Your assignment: Could you reproduce every record below exactly as written?

Records:

┌──

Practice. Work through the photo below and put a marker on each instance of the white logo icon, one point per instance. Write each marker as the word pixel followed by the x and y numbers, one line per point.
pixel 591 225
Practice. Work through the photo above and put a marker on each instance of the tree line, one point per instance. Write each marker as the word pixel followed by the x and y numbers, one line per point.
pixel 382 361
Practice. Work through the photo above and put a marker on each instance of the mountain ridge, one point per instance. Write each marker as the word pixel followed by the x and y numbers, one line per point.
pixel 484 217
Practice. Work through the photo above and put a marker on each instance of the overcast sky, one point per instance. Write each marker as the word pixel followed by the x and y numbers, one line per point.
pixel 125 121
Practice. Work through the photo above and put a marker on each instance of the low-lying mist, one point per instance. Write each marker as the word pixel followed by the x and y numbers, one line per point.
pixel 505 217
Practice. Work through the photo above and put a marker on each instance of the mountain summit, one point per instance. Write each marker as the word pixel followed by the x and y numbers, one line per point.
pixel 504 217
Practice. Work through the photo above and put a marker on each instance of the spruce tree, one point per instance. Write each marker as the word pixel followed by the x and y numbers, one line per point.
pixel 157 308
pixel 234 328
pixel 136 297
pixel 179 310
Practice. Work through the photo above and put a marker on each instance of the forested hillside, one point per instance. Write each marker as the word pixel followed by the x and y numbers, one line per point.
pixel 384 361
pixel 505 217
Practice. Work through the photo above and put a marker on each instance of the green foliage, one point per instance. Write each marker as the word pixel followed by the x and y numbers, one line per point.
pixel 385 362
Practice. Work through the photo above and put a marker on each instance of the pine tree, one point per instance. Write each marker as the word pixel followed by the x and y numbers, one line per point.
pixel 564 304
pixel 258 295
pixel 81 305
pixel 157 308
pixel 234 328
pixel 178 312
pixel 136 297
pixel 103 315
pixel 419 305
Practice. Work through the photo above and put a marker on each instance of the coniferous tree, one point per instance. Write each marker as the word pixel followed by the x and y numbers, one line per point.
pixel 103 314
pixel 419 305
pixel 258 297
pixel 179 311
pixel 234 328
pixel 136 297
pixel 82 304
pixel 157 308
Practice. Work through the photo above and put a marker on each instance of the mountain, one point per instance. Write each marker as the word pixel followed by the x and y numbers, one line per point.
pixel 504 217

└──

Result of the exercise:
Practice. Work through the photo below and put a marker on each instance of the white logo icon, one point per instance. Write each marker as the word pixel followed by the x and y numbers, one line per point.
pixel 591 225
Practice. Work through the photo above and put a marker on each instance of the tree line, one point per instance. Write each marker as the word pixel followed by the x and y numbers, one line per point.
pixel 382 361
Practice. Work through the photo above and put a marker on each instance of the mountain ridge, one point per instance. Write each marker as the word pixel followed by the x and y numbers, one line per point.
pixel 484 217
Practice. Work through the photo above and put a marker on each instance of the overcast sky, one point per instance. Write each marker as the word pixel followed by the x and y numbers, one line per point.
pixel 125 121
Practice. Work through the photo above and put a marker on each instance of the low-lying mist, one point per instance. Write each marker as the word pixel followed by the x and y numbers, one line per point.
pixel 505 217
Practice. Work through the photo above and put a marker on each instance of the mountain summit, one point per instance. Write each marker as the word pixel followed by the x and y numbers, one line per point.
pixel 504 217
Practice. Work through the photo above and put a marker on each instance of the spruce tree, one point per instance. Write each marker as the word pixel followed by the x and y numbers, one line per point.
pixel 157 308
pixel 234 328
pixel 136 297
pixel 179 310
Practice. Work through the photo above and put a marker on each instance of the forested hillside, one point per instance. Write each marker as the word pixel followed by the x and y numbers, one line per point.
pixel 384 361
pixel 505 217
Practice. Work through the photo above and put a marker on each instance of the green foliage, one point per instance. Write each marker as the word pixel followed by the x and y numbers, one line per point.
pixel 385 362
Practice. Work through the photo above and put a marker on each instance of the pine tree, one point per instance. Write each marker as the word pixel followed by the x and y numbers, one line per point.
pixel 564 304
pixel 258 295
pixel 81 305
pixel 157 308
pixel 234 328
pixel 178 312
pixel 136 297
pixel 103 315
pixel 419 305
Practice. Work through the photo above and put a marker on each instance of the coniferous tree, one point per instance. Write each marker as the word pixel followed by the x and y numbers, one line per point.
pixel 103 314
pixel 419 305
pixel 258 297
pixel 179 311
pixel 234 328
pixel 136 297
pixel 82 304
pixel 157 308
Practice. Work through the photo above and put a marker on each instance of the mountain, one point per instance. Write each marker as the word pixel followed by the x and y numbers, one line per point.
pixel 504 217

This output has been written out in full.